Camp de Léopold, 22 août 1778.

J'ai reçu votre lettre du 20, mon cher frère, ici, à Léopold. J'ai tracassé toute la journée pour prendre mes positions. Ne me parlez point, je vous prie, de défilés et de montagnes; j'en ai ici de quart de mille en quart de mille, comme il y en a dans les Alpes; mais je fais, à force de travail, accommoder les chemins, et c'est ce qui m'empêche encore de frapper mon coup. J'ai vu aujourd'hui Hohenelbe et les troupes autrichiennes; tout ce qu'ils ont dans ces environs peut aller à vingt mille hommes, et j'espère, si la fortune seconde encore les vieillards, de bien peloter ce corps-là, et de voir l'effet que cela produira sur la masse de leur armée. Le corps de Turnau n'est uniquement là, mon cher frère, que pour couvrir le dos impérial; les Autrichiens craignent que nous ne les attaquions ensemble, et pour l'empêcher, ils se couvrent des bords escarpés de l'Iser. Quant à vous, mon cher frère, je crois que vous pourriez au moins attendre la réussite de mon entreprise, et si elle ne répond pas à nos vœux, il n'y a de parti que de passer l'Elbe à Leitmeritz. Vous pouvez faire fortifier ce pont de ce côté-ci pour vous en conserver l'usage, et, quant à la Lusace, je suis bien sûr que si un gros corps y entre, et qu'on se mette sur ses derrières, il ne pourra avancer, faute de subsistances, et bénira le ciel de regagner la Bohême. Voilà ce qui arriva au prince Charles après l'affaire de Catholisch-Hennersdorf,a et vingt mille hommes seront assurément très-suffisants, dans le commencement, pour empêcher toute entreprise de ce côté-là. En revanche de cela, vous aurez des fourrages à foison, et avec quelques précautions vous pourrez établir votre boulangerie à Aussig, où elle sera hors d'atteinte. Je suis si occupé d'un nombre de détails pour mon entreprise, que vous me pardonnerez si je ne vous en dis pas davantage. On m'a fait bien des choses de travers, qu'il faut redresser sans perte de temps. Je suis, etc.

# [Lignes extraites]
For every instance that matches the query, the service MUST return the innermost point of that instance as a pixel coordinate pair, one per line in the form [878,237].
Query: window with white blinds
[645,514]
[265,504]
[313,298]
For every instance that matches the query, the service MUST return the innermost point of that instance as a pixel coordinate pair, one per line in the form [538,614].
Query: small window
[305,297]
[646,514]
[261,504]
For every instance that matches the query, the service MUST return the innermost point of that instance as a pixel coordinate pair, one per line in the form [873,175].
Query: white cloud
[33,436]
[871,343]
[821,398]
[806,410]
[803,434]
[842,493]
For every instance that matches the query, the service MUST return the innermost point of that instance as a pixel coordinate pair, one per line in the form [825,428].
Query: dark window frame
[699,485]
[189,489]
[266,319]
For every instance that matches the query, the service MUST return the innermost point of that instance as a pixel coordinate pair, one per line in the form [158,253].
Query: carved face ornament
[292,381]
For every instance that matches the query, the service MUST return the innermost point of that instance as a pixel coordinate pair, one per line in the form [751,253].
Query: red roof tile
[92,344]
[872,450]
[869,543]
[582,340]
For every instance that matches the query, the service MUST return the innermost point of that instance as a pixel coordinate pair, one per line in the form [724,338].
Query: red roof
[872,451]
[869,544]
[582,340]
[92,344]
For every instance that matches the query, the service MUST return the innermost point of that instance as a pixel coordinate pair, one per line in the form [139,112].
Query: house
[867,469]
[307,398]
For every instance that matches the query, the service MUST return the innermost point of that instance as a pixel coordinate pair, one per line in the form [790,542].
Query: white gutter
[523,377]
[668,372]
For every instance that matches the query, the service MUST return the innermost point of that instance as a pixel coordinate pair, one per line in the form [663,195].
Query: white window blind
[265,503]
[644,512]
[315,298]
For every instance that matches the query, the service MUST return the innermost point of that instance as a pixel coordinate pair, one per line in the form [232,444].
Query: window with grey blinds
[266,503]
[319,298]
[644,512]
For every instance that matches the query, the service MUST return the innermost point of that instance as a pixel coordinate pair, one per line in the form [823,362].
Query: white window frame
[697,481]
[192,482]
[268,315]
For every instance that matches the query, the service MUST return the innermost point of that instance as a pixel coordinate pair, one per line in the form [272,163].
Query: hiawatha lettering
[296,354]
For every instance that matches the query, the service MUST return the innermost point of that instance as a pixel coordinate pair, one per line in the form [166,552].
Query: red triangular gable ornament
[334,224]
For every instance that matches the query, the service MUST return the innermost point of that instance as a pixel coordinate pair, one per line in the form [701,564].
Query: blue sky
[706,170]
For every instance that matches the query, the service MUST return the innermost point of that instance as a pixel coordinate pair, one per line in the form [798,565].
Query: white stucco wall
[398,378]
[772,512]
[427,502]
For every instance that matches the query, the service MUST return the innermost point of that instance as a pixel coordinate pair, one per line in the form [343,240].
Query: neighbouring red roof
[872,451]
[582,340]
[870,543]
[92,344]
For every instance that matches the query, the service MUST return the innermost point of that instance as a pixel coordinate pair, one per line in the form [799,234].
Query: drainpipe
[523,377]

# [Consigne]
Selon la lettre datée du camp de Léopold, quel effectif peuvent atteindre les troupes autrichiennes présentes dans les environs de Hohenelbe ?

# [Corrigé]
Elles peuvent aller à vingt mille hommes.